[start of Text provided]
The Early History of Christianity

By Reuben.

Today I’m showing  a guest post by Brian Hughes, on the roots of Christianity. I sent a random email to Brian earlier in the week asking for his thoughts on the subject and so here they are. Enjoy:

Wouldn’t it be excellent to be able to stand back (on a very high rooftop for preference) and study the evolution of Christianity, from an unbiased wall-to-wall perspective, taking in all the unsubtle kinks and added twists along its chronological route that transformed it from what was basically a ‘good idea created by a socialist hippy’ to the ‘buggered up, war mongering, anachronistic heap of old crud’ that it is today?
Well you can. It’s called history. You might have heard of it.
Here’s what happened.
Did you know that Jesus was actually crucified on a tree stump? That’s right, according at any rate to early versions of the gospel, quite a number of which are kept in a locked room at the Vatican, only accessible by the select few (such as BBC executives with extremely deep pockets). It was the Emperor Constantine who changed the design to that of a cross, because it better suited his political ends. You see Constantine was a Mitheras worshipper, who in later life (when he realised which direction the political wind was blowing and thought that a convergence of opposing religions might stop all the squabbling that was keeping him awake at night) allegedly converted to Christianity (despite the fact that, in reality, he was still buried in the Mitheras tradition). As part of this conversion he ‘invented’ the chi-rho cross, still used in some of the fiercer Roman Catholic strongholds to this day. The chi-rho consisted of a cross (as you might expect) with ‘P’ symbols on the arms, contained within a circle.
The ‘P’ in the chi-rho was the symbol for Mitheras, the sun god, which was why Constantine put it there.
[end of Text provided]
[start of Source records]
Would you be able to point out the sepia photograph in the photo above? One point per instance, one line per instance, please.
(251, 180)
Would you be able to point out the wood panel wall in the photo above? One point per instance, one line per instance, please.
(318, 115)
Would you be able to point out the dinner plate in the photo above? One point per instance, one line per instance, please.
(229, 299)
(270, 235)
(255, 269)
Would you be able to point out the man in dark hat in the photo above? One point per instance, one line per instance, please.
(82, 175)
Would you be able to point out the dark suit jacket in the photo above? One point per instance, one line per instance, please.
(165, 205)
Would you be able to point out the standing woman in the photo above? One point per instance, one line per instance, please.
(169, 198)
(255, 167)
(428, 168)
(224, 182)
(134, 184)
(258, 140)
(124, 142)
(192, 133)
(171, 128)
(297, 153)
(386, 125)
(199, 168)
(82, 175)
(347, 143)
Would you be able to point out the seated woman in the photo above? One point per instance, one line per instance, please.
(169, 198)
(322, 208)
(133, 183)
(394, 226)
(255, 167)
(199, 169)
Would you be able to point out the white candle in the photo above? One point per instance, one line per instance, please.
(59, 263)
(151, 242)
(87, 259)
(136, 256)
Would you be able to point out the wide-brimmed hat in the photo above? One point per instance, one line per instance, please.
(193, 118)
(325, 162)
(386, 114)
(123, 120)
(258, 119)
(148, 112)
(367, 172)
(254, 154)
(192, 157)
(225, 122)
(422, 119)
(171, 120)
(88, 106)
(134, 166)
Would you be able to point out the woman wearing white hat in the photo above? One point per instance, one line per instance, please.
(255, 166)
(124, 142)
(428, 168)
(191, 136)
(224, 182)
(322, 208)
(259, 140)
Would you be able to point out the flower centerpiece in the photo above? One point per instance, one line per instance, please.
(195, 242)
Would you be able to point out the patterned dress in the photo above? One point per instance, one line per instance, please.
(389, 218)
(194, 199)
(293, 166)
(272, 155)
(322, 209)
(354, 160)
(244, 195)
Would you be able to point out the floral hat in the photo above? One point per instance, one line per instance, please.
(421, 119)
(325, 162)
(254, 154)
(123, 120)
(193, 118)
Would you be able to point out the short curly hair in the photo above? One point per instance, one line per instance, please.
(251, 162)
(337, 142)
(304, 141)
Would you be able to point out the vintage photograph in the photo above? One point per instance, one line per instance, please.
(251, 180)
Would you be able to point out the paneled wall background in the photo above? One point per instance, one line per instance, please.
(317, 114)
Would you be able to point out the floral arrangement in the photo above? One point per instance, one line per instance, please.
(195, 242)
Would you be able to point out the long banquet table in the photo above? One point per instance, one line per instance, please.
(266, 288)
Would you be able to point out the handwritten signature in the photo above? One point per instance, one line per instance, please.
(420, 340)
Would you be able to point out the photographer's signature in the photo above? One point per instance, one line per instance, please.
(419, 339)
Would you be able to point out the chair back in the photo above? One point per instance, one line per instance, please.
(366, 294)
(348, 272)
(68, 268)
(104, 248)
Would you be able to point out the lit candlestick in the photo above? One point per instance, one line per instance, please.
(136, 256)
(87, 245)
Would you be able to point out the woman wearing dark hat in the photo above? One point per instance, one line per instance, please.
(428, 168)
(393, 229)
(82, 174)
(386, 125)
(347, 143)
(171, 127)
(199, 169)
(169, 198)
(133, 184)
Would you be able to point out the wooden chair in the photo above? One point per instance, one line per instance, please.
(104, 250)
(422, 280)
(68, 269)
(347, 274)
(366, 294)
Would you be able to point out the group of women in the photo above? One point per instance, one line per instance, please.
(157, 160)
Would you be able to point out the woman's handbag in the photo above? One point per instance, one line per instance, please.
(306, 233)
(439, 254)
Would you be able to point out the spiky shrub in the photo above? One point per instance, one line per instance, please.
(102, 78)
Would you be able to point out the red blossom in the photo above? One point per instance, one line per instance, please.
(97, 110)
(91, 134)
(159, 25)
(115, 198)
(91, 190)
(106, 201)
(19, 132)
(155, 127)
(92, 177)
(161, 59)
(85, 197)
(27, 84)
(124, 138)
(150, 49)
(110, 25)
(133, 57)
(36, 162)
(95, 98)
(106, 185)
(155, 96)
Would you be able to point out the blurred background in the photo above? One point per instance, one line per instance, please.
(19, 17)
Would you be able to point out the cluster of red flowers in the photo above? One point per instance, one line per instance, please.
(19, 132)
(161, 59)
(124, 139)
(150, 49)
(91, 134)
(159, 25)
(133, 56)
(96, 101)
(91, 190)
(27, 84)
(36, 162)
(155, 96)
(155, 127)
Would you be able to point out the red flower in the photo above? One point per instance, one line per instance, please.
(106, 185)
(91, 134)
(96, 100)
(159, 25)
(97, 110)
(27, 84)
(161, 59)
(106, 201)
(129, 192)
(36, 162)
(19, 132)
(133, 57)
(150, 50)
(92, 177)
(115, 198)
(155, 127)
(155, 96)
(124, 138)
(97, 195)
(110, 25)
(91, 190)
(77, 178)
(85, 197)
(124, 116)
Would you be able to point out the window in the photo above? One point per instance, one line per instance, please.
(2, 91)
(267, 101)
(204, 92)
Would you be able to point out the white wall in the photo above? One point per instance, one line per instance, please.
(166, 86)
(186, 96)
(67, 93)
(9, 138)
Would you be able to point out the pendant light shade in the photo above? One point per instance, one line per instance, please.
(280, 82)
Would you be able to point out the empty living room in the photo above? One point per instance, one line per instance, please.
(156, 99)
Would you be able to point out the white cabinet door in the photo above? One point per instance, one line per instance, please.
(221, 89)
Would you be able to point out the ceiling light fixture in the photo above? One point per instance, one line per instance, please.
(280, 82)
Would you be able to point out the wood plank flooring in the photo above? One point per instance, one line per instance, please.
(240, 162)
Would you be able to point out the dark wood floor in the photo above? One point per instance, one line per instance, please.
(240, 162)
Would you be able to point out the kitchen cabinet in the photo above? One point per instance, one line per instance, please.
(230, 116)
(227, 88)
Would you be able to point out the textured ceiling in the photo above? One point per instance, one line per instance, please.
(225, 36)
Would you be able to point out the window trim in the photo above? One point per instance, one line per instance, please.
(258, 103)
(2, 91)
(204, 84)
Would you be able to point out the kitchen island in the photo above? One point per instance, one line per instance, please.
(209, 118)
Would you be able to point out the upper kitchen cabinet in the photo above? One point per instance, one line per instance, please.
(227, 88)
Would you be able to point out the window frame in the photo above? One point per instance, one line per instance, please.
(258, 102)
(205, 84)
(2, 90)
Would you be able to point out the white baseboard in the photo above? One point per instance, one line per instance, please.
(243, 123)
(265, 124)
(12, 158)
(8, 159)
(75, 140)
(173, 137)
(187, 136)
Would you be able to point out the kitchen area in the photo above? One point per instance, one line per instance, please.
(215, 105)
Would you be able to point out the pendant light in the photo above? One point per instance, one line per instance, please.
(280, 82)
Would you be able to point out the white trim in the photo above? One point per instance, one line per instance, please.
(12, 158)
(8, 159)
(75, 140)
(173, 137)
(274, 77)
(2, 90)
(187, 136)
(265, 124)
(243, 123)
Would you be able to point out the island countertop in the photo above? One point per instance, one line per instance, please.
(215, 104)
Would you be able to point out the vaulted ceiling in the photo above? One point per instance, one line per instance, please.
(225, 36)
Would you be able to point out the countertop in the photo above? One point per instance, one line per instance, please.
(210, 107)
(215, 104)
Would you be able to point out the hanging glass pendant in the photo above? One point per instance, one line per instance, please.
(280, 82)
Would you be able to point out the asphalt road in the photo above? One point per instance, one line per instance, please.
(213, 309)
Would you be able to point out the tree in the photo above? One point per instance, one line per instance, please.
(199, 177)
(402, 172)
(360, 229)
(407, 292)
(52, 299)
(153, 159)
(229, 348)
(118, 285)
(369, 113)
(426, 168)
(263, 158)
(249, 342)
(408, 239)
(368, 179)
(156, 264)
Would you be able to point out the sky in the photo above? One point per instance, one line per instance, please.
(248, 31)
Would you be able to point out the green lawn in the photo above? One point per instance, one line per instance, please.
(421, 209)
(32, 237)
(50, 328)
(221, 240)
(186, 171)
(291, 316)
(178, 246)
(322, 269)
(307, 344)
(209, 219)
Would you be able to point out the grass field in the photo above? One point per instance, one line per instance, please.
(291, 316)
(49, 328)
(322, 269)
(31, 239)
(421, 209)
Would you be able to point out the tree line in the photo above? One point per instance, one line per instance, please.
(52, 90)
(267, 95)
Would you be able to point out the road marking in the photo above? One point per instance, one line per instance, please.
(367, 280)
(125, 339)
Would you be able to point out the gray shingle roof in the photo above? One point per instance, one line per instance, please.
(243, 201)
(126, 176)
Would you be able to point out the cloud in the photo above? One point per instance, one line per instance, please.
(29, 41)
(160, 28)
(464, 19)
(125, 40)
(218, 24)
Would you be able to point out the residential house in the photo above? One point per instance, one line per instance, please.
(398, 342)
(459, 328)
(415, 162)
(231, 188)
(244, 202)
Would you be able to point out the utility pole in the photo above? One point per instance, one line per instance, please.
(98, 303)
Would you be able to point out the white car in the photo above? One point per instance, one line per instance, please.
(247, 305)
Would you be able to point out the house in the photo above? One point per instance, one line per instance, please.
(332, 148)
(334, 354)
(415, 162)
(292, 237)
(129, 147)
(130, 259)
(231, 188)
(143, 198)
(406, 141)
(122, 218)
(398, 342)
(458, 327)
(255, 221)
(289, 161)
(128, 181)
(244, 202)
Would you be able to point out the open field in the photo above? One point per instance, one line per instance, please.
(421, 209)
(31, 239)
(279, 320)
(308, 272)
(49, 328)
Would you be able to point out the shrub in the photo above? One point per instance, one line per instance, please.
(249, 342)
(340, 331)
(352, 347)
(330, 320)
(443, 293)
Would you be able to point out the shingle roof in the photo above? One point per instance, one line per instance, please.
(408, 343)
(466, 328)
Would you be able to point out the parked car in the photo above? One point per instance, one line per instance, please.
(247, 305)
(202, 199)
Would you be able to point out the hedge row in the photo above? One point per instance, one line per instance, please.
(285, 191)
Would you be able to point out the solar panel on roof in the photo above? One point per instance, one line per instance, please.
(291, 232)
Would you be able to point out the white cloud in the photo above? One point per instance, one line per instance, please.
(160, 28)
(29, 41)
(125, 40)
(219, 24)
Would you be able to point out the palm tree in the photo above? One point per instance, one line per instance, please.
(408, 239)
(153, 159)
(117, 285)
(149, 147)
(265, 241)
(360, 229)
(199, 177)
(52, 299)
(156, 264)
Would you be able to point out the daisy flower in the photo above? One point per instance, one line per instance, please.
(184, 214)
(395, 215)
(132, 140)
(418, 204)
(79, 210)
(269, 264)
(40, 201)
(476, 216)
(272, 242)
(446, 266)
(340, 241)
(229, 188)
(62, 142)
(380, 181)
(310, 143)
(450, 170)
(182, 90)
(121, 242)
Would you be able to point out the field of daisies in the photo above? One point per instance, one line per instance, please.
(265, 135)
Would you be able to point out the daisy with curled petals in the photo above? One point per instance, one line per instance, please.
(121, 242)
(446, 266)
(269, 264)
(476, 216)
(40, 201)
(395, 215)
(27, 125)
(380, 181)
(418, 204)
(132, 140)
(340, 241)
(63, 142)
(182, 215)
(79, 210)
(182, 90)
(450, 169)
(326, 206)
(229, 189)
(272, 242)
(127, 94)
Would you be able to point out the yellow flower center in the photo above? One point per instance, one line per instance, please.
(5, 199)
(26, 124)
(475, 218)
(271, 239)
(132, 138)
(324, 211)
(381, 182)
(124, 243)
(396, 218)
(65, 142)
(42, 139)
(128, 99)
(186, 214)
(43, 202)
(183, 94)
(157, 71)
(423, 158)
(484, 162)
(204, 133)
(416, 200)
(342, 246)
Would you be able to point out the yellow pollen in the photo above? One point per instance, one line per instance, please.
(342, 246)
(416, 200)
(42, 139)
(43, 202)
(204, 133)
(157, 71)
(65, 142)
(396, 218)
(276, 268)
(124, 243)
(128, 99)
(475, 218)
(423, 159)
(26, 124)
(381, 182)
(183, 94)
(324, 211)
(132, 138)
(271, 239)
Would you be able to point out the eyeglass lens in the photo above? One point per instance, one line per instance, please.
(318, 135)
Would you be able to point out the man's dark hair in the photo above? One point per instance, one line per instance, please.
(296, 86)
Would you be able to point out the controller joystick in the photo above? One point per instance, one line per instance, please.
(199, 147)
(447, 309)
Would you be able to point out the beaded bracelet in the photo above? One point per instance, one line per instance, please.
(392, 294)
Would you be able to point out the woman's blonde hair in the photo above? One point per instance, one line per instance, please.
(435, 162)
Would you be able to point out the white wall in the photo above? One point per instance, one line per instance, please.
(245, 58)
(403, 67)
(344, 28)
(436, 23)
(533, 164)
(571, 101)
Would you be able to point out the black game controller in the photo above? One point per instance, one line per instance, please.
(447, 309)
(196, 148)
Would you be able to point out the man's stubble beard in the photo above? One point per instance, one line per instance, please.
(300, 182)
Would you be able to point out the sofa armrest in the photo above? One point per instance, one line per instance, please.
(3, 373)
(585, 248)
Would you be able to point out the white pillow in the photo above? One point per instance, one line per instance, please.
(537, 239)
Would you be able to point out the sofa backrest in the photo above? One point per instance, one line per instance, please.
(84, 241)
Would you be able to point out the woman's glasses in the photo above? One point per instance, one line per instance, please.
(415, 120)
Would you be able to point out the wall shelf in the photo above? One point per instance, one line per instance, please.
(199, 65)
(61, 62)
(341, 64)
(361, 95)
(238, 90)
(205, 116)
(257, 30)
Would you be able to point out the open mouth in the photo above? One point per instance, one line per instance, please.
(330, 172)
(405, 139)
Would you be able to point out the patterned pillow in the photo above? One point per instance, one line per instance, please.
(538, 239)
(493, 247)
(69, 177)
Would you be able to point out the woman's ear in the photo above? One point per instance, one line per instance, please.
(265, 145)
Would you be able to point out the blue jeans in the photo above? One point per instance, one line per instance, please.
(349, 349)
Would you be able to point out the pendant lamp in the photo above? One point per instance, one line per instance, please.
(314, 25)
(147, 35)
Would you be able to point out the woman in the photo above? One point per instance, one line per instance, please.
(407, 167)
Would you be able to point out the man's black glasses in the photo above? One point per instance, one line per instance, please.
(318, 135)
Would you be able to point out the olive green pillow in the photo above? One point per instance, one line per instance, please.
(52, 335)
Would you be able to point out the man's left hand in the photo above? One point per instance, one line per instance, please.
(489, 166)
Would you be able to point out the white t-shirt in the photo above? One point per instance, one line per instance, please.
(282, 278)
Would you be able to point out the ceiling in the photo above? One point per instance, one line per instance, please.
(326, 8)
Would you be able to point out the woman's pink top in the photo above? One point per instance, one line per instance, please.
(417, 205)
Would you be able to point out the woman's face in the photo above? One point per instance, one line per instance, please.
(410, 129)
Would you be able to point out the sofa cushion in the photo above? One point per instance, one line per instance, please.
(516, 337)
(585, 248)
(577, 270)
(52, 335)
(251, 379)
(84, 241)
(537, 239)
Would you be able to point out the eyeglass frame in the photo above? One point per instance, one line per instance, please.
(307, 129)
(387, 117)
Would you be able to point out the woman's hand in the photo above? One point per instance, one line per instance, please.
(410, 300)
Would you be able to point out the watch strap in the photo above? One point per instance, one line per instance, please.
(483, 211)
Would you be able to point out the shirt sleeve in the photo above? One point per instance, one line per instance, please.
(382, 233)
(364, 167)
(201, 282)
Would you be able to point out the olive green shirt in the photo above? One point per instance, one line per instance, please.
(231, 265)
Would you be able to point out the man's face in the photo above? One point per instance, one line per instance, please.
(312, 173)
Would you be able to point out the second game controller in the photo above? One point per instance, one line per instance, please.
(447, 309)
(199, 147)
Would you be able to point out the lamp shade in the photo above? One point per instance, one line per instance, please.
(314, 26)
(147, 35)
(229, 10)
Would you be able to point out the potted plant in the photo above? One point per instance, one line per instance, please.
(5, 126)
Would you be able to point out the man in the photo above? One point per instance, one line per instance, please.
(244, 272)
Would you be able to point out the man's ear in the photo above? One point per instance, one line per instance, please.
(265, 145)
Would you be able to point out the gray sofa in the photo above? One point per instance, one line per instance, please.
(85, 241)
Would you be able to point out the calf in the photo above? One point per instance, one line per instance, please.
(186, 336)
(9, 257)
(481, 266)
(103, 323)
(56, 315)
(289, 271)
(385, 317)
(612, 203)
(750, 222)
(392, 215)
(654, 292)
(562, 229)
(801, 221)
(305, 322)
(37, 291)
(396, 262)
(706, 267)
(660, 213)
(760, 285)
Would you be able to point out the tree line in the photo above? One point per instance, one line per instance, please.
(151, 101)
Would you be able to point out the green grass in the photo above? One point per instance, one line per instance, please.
[end of Source records]
- _Work to do_:
a) Summarize the guest post on the early history of Christianity in exactly two sentences.
b) Return every line of the records that contains the string "shrub". Case counts.

- _Task-by-task solutions_:
a) In a guest post by Brian Hughes, introduced by Reuben, the writer argues that history shows how Christianity went from a "good idea created by a socialist hippy" to what the post calls a "buggered up, war mongering, anachronistic heap of old crud." The post claims that early gospel versions say Jesus was crucified on a tree stump, and that Emperor Constantine, a Mitheras worshipper who allegedly converted to Christianity, changed the design to a cross and invented the chi-rho, whose "P" symbols stood for the sun god Mitheras.

b)
Would you be able to point out the spiky shrub in the photo above? One point per instance, one line per instance, please.
Would you be able to point out the shrub in the photo above? One point per instance, one line per instance, please.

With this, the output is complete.